═══ PROVIDED MATERIAL

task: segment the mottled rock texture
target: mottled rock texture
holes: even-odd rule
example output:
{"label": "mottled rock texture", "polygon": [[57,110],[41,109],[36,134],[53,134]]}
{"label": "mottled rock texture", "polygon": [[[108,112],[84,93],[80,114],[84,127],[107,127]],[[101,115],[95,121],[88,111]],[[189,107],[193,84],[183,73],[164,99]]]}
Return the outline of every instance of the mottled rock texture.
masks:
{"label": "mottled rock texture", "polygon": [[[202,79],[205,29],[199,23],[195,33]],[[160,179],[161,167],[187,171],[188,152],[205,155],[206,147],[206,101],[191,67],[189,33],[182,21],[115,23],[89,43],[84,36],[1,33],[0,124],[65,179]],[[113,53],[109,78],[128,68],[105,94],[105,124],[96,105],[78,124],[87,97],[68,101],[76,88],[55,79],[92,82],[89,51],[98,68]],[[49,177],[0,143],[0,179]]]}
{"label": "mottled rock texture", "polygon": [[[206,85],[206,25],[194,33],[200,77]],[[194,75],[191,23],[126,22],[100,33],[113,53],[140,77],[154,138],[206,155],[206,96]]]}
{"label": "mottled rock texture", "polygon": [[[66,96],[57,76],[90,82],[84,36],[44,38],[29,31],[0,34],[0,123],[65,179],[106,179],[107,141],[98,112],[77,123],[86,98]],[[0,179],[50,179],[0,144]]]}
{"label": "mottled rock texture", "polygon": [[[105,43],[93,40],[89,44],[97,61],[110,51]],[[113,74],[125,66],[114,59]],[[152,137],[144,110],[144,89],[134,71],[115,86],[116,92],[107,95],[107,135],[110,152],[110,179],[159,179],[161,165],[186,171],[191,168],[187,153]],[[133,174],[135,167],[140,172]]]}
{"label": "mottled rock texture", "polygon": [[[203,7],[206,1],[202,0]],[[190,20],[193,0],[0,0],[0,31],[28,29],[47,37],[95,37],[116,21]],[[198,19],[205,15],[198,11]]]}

══════

WHAT NEEDS TO BE DONE
Put all of the lines above into a JSON list of strings, one string per line, leaving out any blank lines.

WORKED ANSWER
[
  "task: segment the mottled rock texture",
  "target: mottled rock texture",
  "holes: even-odd rule",
  "example output:",
  "{\"label\": \"mottled rock texture\", \"polygon\": [[57,110],[41,109],[36,134],[53,134]]}",
  "{\"label\": \"mottled rock texture\", \"polygon\": [[[108,112],[84,93],[80,114],[84,127],[107,127]],[[101,115],[95,121],[88,111]],[[189,107],[193,84],[183,73],[164,99]]]}",
  "Return the outline of every instance of the mottled rock texture.",
  "masks:",
  "{\"label\": \"mottled rock texture\", \"polygon\": [[[202,79],[205,29],[199,23],[195,33]],[[160,179],[161,167],[187,171],[188,152],[205,155],[206,147],[206,101],[191,67],[189,33],[182,21],[115,23],[89,43],[84,36],[1,33],[0,124],[65,179]],[[113,53],[109,78],[128,68],[105,94],[105,124],[96,105],[78,124],[87,97],[68,101],[76,88],[55,79],[92,82],[89,51],[98,68]],[[49,177],[0,143],[0,179]]]}",
  "{\"label\": \"mottled rock texture\", \"polygon\": [[[206,85],[206,25],[194,33],[200,77]],[[194,75],[191,23],[126,22],[100,33],[113,53],[140,77],[154,138],[206,155],[206,96]]]}",
  "{\"label\": \"mottled rock texture\", \"polygon\": [[[66,96],[57,76],[90,82],[84,36],[44,38],[29,31],[0,34],[0,123],[65,179],[106,179],[107,141],[98,112],[77,123],[86,98]],[[0,179],[50,179],[0,144]]]}",
  "{\"label\": \"mottled rock texture\", \"polygon\": [[[105,43],[93,40],[89,44],[97,61],[110,51]],[[113,74],[125,66],[114,59]],[[152,137],[144,110],[144,89],[134,71],[115,86],[116,92],[107,95],[107,135],[110,152],[110,179],[159,179],[161,165],[186,171],[191,168],[187,153]],[[133,174],[135,167],[140,172]]]}",
  "{\"label\": \"mottled rock texture\", \"polygon\": [[[203,7],[206,1],[202,0]],[[190,20],[193,0],[0,0],[0,31],[28,29],[47,37],[95,37],[116,21]],[[198,19],[205,15],[198,11]]]}"
]